[Data shown]

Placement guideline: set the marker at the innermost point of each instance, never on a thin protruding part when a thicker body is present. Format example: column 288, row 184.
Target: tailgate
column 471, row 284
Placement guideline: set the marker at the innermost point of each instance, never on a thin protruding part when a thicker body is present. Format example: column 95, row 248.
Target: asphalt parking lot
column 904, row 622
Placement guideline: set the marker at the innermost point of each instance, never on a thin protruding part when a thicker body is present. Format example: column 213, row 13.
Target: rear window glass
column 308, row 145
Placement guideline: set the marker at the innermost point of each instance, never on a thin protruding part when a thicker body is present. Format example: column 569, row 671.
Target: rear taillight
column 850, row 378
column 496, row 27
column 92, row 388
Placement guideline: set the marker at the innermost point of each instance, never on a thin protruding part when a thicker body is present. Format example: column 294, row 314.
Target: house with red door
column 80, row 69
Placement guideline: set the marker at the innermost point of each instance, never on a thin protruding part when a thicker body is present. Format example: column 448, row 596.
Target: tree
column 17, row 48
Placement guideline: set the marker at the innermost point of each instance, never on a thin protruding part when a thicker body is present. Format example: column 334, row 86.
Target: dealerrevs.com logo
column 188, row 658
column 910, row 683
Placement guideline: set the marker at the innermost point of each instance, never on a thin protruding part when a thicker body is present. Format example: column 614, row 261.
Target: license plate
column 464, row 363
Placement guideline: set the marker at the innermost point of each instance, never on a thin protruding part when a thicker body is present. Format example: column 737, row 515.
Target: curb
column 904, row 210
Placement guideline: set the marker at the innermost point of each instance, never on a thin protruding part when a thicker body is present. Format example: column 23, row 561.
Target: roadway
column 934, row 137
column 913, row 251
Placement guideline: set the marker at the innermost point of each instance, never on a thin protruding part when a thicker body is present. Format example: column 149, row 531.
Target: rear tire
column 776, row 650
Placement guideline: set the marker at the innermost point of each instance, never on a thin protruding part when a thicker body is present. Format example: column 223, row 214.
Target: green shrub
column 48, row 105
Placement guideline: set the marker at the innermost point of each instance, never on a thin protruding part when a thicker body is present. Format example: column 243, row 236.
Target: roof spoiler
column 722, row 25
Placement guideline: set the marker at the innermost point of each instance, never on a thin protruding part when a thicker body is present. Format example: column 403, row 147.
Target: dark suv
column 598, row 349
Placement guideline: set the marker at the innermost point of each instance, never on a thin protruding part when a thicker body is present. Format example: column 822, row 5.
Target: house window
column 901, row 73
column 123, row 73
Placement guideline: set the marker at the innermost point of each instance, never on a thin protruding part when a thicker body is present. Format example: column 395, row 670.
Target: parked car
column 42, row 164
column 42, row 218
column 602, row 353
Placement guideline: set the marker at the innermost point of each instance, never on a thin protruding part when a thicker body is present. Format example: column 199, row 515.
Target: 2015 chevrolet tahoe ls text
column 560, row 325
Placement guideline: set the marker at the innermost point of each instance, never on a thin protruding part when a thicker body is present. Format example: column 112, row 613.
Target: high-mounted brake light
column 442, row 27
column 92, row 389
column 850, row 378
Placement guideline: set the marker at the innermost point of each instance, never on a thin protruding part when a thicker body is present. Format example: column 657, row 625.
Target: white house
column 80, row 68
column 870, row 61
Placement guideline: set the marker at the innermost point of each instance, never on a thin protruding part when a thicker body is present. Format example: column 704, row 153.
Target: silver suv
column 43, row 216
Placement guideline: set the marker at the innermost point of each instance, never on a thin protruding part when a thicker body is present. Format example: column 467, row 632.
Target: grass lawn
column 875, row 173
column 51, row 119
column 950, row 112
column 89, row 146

[/Data shown]

◆ What to work on ◆
From the line holding "Target: roof spoiler" to the end of the listing, copy every line exactly, both ends included, and add nothing.

◆ Solution for this problem ◆
Target: roof spoiler
column 722, row 25
Placement guideline: set the marker at the innermost point of each instance, never on a thin protruding part when a thicker body is present. Format example: column 403, row 147.
Target: dark suv
column 598, row 349
Placement guideline: set the marker at the innermost point of each instance, never on a thin protruding part when a thicker body is present. Format example: column 822, row 5.
Target: house window
column 901, row 73
column 123, row 73
Placement guideline: set the marker at the innermost point of each instance, never on a thin protruding part when a thicker body is present. Format example: column 395, row 670.
Target: parked car
column 42, row 164
column 42, row 218
column 602, row 353
Placement guideline: set the marker at the innermost point of each instance, never on a thin protruding part when a thicker body is present. Format example: column 199, row 515.
Target: 2015 chevrolet tahoe ls text
column 560, row 325
Placement guideline: set the marker at the innermost point of each instance, never on a thin protruding part when a thicker body is present. Format example: column 112, row 613.
Target: high-mounted brake light
column 442, row 27
column 92, row 389
column 850, row 378
Placement guideline: set the marker at the innermost point of each instance, never on a thin protruding part when a thicker body is present. Format example: column 657, row 625.
Target: white house
column 80, row 68
column 870, row 61
Placement guideline: set the marker at the innermost point of each instance, never on a thin protruding part when a thicker body is present. Format example: column 704, row 153.
Target: silver suv
column 43, row 216
Placement guideline: set the marker at the innermost point of each instance, never on a thin protruding part when a thicker body is present. Format example: column 467, row 632.
Target: grass lawn
column 875, row 173
column 51, row 119
column 950, row 112
column 89, row 146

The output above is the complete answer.